• _Extracted data entries_
+ + +

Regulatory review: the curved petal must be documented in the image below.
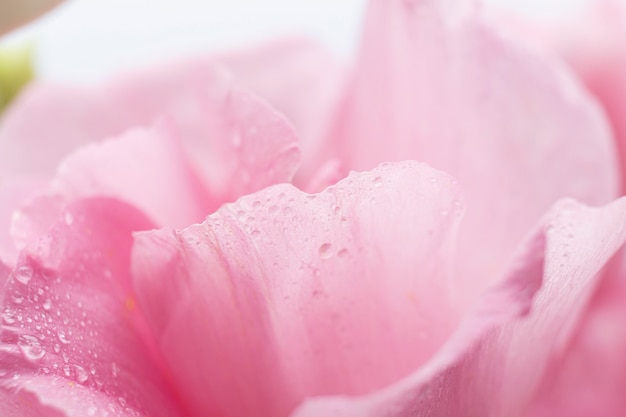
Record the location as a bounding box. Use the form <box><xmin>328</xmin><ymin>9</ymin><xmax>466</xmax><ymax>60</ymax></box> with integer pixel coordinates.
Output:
<box><xmin>293</xmin><ymin>199</ymin><xmax>626</xmax><ymax>417</ymax></box>
<box><xmin>525</xmin><ymin>250</ymin><xmax>626</xmax><ymax>417</ymax></box>
<box><xmin>217</xmin><ymin>38</ymin><xmax>346</xmax><ymax>183</ymax></box>
<box><xmin>0</xmin><ymin>199</ymin><xmax>182</xmax><ymax>417</ymax></box>
<box><xmin>0</xmin><ymin>389</ymin><xmax>65</xmax><ymax>417</ymax></box>
<box><xmin>133</xmin><ymin>162</ymin><xmax>462</xmax><ymax>417</ymax></box>
<box><xmin>0</xmin><ymin>58</ymin><xmax>299</xmax><ymax>198</ymax></box>
<box><xmin>541</xmin><ymin>0</ymin><xmax>626</xmax><ymax>192</ymax></box>
<box><xmin>0</xmin><ymin>177</ymin><xmax>48</xmax><ymax>264</ymax></box>
<box><xmin>312</xmin><ymin>0</ymin><xmax>618</xmax><ymax>304</ymax></box>
<box><xmin>0</xmin><ymin>0</ymin><xmax>62</xmax><ymax>35</ymax></box>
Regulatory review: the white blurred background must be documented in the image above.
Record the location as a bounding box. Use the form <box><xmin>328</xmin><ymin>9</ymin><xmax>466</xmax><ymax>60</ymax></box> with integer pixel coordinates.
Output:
<box><xmin>0</xmin><ymin>0</ymin><xmax>596</xmax><ymax>82</ymax></box>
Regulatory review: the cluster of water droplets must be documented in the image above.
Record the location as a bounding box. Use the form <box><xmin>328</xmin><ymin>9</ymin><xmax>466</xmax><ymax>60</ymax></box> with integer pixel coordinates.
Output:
<box><xmin>0</xmin><ymin>264</ymin><xmax>133</xmax><ymax>417</ymax></box>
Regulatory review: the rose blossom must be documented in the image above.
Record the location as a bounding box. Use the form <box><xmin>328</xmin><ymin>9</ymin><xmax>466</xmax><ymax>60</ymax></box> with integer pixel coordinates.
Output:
<box><xmin>0</xmin><ymin>0</ymin><xmax>626</xmax><ymax>417</ymax></box>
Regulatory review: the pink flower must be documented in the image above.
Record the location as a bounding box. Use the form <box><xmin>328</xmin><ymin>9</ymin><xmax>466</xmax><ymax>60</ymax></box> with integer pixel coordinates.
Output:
<box><xmin>0</xmin><ymin>0</ymin><xmax>626</xmax><ymax>417</ymax></box>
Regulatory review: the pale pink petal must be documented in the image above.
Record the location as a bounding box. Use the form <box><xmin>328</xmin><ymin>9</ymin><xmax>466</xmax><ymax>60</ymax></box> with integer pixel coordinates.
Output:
<box><xmin>0</xmin><ymin>58</ymin><xmax>299</xmax><ymax>198</ymax></box>
<box><xmin>293</xmin><ymin>199</ymin><xmax>626</xmax><ymax>417</ymax></box>
<box><xmin>217</xmin><ymin>39</ymin><xmax>347</xmax><ymax>182</ymax></box>
<box><xmin>0</xmin><ymin>177</ymin><xmax>47</xmax><ymax>264</ymax></box>
<box><xmin>0</xmin><ymin>0</ymin><xmax>62</xmax><ymax>35</ymax></box>
<box><xmin>538</xmin><ymin>0</ymin><xmax>626</xmax><ymax>190</ymax></box>
<box><xmin>133</xmin><ymin>162</ymin><xmax>462</xmax><ymax>417</ymax></box>
<box><xmin>50</xmin><ymin>124</ymin><xmax>210</xmax><ymax>227</ymax></box>
<box><xmin>0</xmin><ymin>199</ymin><xmax>182</xmax><ymax>417</ymax></box>
<box><xmin>526</xmin><ymin>251</ymin><xmax>626</xmax><ymax>417</ymax></box>
<box><xmin>314</xmin><ymin>0</ymin><xmax>618</xmax><ymax>304</ymax></box>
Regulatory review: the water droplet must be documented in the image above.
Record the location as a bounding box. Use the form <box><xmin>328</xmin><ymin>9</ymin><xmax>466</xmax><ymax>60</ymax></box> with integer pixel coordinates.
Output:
<box><xmin>57</xmin><ymin>330</ymin><xmax>70</xmax><ymax>345</ymax></box>
<box><xmin>231</xmin><ymin>130</ymin><xmax>241</xmax><ymax>148</ymax></box>
<box><xmin>111</xmin><ymin>362</ymin><xmax>120</xmax><ymax>378</ymax></box>
<box><xmin>319</xmin><ymin>243</ymin><xmax>333</xmax><ymax>259</ymax></box>
<box><xmin>17</xmin><ymin>335</ymin><xmax>46</xmax><ymax>360</ymax></box>
<box><xmin>74</xmin><ymin>365</ymin><xmax>89</xmax><ymax>384</ymax></box>
<box><xmin>11</xmin><ymin>294</ymin><xmax>24</xmax><ymax>304</ymax></box>
<box><xmin>13</xmin><ymin>266</ymin><xmax>33</xmax><ymax>285</ymax></box>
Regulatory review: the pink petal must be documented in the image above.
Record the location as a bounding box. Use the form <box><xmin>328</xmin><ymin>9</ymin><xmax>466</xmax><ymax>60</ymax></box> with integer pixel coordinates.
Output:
<box><xmin>0</xmin><ymin>177</ymin><xmax>47</xmax><ymax>264</ymax></box>
<box><xmin>541</xmin><ymin>0</ymin><xmax>626</xmax><ymax>191</ymax></box>
<box><xmin>0</xmin><ymin>199</ymin><xmax>182</xmax><ymax>417</ymax></box>
<box><xmin>526</xmin><ymin>250</ymin><xmax>626</xmax><ymax>417</ymax></box>
<box><xmin>293</xmin><ymin>199</ymin><xmax>626</xmax><ymax>417</ymax></box>
<box><xmin>314</xmin><ymin>0</ymin><xmax>618</xmax><ymax>305</ymax></box>
<box><xmin>51</xmin><ymin>125</ymin><xmax>210</xmax><ymax>227</ymax></box>
<box><xmin>0</xmin><ymin>58</ymin><xmax>299</xmax><ymax>199</ymax></box>
<box><xmin>0</xmin><ymin>389</ymin><xmax>64</xmax><ymax>417</ymax></box>
<box><xmin>133</xmin><ymin>162</ymin><xmax>462</xmax><ymax>417</ymax></box>
<box><xmin>217</xmin><ymin>39</ymin><xmax>347</xmax><ymax>184</ymax></box>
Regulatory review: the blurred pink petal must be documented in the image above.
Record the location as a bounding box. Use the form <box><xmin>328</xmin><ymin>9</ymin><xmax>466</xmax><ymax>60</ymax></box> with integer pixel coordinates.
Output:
<box><xmin>0</xmin><ymin>177</ymin><xmax>47</xmax><ymax>264</ymax></box>
<box><xmin>0</xmin><ymin>199</ymin><xmax>183</xmax><ymax>417</ymax></box>
<box><xmin>312</xmin><ymin>0</ymin><xmax>618</xmax><ymax>305</ymax></box>
<box><xmin>216</xmin><ymin>38</ymin><xmax>347</xmax><ymax>179</ymax></box>
<box><xmin>526</xmin><ymin>250</ymin><xmax>626</xmax><ymax>417</ymax></box>
<box><xmin>0</xmin><ymin>58</ymin><xmax>299</xmax><ymax>198</ymax></box>
<box><xmin>293</xmin><ymin>199</ymin><xmax>626</xmax><ymax>417</ymax></box>
<box><xmin>0</xmin><ymin>0</ymin><xmax>62</xmax><ymax>35</ymax></box>
<box><xmin>133</xmin><ymin>162</ymin><xmax>462</xmax><ymax>417</ymax></box>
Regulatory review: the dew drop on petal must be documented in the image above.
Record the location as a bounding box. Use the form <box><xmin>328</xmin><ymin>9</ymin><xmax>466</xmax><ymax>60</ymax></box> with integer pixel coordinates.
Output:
<box><xmin>74</xmin><ymin>365</ymin><xmax>89</xmax><ymax>384</ymax></box>
<box><xmin>319</xmin><ymin>243</ymin><xmax>332</xmax><ymax>259</ymax></box>
<box><xmin>111</xmin><ymin>362</ymin><xmax>120</xmax><ymax>378</ymax></box>
<box><xmin>13</xmin><ymin>266</ymin><xmax>33</xmax><ymax>285</ymax></box>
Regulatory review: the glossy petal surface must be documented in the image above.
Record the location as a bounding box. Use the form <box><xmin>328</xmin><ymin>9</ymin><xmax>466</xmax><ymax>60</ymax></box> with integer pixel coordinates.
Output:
<box><xmin>133</xmin><ymin>162</ymin><xmax>462</xmax><ymax>417</ymax></box>
<box><xmin>320</xmin><ymin>0</ymin><xmax>618</xmax><ymax>304</ymax></box>
<box><xmin>0</xmin><ymin>177</ymin><xmax>47</xmax><ymax>264</ymax></box>
<box><xmin>0</xmin><ymin>199</ymin><xmax>181</xmax><ymax>417</ymax></box>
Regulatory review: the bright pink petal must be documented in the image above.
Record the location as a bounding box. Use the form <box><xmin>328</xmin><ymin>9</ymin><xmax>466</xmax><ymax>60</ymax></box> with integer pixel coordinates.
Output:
<box><xmin>0</xmin><ymin>389</ymin><xmax>65</xmax><ymax>417</ymax></box>
<box><xmin>293</xmin><ymin>199</ymin><xmax>626</xmax><ymax>417</ymax></box>
<box><xmin>541</xmin><ymin>0</ymin><xmax>626</xmax><ymax>194</ymax></box>
<box><xmin>314</xmin><ymin>0</ymin><xmax>618</xmax><ymax>304</ymax></box>
<box><xmin>0</xmin><ymin>58</ymin><xmax>299</xmax><ymax>200</ymax></box>
<box><xmin>217</xmin><ymin>39</ymin><xmax>346</xmax><ymax>183</ymax></box>
<box><xmin>526</xmin><ymin>251</ymin><xmax>626</xmax><ymax>417</ymax></box>
<box><xmin>133</xmin><ymin>162</ymin><xmax>462</xmax><ymax>417</ymax></box>
<box><xmin>0</xmin><ymin>177</ymin><xmax>47</xmax><ymax>264</ymax></box>
<box><xmin>0</xmin><ymin>199</ymin><xmax>181</xmax><ymax>417</ymax></box>
<box><xmin>51</xmin><ymin>125</ymin><xmax>210</xmax><ymax>227</ymax></box>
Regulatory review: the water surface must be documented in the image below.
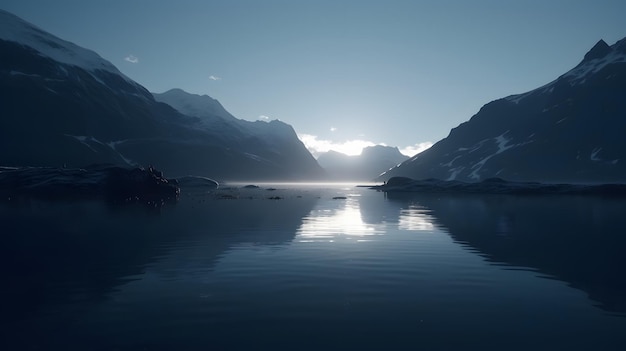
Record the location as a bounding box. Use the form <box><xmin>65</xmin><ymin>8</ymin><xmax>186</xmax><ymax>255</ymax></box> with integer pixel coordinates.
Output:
<box><xmin>0</xmin><ymin>184</ymin><xmax>626</xmax><ymax>350</ymax></box>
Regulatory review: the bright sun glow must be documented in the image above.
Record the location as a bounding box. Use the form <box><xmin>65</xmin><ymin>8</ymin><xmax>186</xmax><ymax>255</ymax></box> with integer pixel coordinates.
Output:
<box><xmin>298</xmin><ymin>134</ymin><xmax>376</xmax><ymax>157</ymax></box>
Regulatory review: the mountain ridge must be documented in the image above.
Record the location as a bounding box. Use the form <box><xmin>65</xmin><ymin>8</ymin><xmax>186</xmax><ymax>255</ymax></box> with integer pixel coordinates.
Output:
<box><xmin>0</xmin><ymin>11</ymin><xmax>323</xmax><ymax>180</ymax></box>
<box><xmin>378</xmin><ymin>39</ymin><xmax>626</xmax><ymax>182</ymax></box>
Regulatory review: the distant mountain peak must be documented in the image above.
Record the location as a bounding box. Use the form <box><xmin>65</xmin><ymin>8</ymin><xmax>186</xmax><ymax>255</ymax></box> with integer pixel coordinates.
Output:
<box><xmin>0</xmin><ymin>10</ymin><xmax>136</xmax><ymax>85</ymax></box>
<box><xmin>581</xmin><ymin>39</ymin><xmax>611</xmax><ymax>64</ymax></box>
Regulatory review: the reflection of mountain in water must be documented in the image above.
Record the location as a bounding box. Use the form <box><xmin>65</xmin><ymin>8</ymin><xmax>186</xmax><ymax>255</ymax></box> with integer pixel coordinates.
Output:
<box><xmin>0</xmin><ymin>191</ymin><xmax>317</xmax><ymax>326</ymax></box>
<box><xmin>388</xmin><ymin>193</ymin><xmax>626</xmax><ymax>313</ymax></box>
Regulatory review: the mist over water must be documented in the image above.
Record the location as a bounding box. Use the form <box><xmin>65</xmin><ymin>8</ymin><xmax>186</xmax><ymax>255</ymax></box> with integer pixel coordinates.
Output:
<box><xmin>0</xmin><ymin>184</ymin><xmax>626</xmax><ymax>350</ymax></box>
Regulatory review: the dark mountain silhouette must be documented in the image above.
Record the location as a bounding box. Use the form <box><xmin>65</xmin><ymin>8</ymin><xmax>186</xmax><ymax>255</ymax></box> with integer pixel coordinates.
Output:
<box><xmin>0</xmin><ymin>11</ymin><xmax>323</xmax><ymax>180</ymax></box>
<box><xmin>379</xmin><ymin>39</ymin><xmax>626</xmax><ymax>182</ymax></box>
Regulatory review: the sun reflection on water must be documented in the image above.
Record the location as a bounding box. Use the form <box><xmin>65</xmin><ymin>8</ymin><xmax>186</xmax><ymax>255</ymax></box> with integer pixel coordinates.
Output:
<box><xmin>298</xmin><ymin>194</ymin><xmax>436</xmax><ymax>242</ymax></box>
<box><xmin>398</xmin><ymin>205</ymin><xmax>435</xmax><ymax>231</ymax></box>
<box><xmin>298</xmin><ymin>197</ymin><xmax>384</xmax><ymax>242</ymax></box>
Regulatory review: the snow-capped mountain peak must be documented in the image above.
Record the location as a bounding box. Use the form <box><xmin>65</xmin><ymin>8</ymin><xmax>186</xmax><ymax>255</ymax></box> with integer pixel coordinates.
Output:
<box><xmin>505</xmin><ymin>39</ymin><xmax>626</xmax><ymax>104</ymax></box>
<box><xmin>0</xmin><ymin>10</ymin><xmax>135</xmax><ymax>85</ymax></box>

+ + +

• _YOUR OBJECTIVE_
Update the stretch from the line containing "Regulatory review: the snow-capped" through the end of the rows by replacing "Regulatory review" with "Compliance check", leaving everything else as it is. Give back only that stretch.

• _RESULT_
Compliance check: the snow-capped mountain peak must be documented in the image above.
Record the location as a bounding box. Use the form <box><xmin>65</xmin><ymin>8</ymin><xmax>186</xmax><ymax>255</ymax></box> with integer pixel coordinates.
Output:
<box><xmin>505</xmin><ymin>39</ymin><xmax>626</xmax><ymax>104</ymax></box>
<box><xmin>0</xmin><ymin>10</ymin><xmax>135</xmax><ymax>85</ymax></box>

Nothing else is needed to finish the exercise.